■ Given exercise
Switch "shed" to "barn" in the lines running from the start of the material to the line with "255 165 L 245", and reproduce only those lines with everything else unchanged.

■ Stored records
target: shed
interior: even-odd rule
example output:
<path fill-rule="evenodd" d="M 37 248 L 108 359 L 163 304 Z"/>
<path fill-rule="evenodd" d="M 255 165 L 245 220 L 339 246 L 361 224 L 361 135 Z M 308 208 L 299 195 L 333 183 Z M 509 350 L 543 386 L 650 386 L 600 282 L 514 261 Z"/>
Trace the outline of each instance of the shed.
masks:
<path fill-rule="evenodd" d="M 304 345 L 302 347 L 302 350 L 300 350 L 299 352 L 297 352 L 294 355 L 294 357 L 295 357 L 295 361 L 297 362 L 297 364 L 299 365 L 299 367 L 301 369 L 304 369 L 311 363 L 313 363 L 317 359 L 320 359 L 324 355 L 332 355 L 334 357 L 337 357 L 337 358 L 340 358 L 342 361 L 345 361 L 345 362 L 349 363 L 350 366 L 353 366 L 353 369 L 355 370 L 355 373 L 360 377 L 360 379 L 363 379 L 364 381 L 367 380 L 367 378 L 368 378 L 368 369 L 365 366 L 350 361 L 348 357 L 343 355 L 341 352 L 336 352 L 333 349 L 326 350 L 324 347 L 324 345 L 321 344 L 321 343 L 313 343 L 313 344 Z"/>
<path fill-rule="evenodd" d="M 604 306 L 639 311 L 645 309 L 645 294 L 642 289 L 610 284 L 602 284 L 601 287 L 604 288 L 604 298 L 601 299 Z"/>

■ Response to this exercise
target: barn
interior: even-odd rule
example output:
<path fill-rule="evenodd" d="M 37 248 L 108 359 L 163 304 Z"/>
<path fill-rule="evenodd" d="M 255 165 L 245 220 L 339 246 L 361 224 L 361 135 Z M 308 208 L 299 195 L 333 183 Z M 509 350 L 543 386 L 650 386 L 600 282 L 514 261 Z"/>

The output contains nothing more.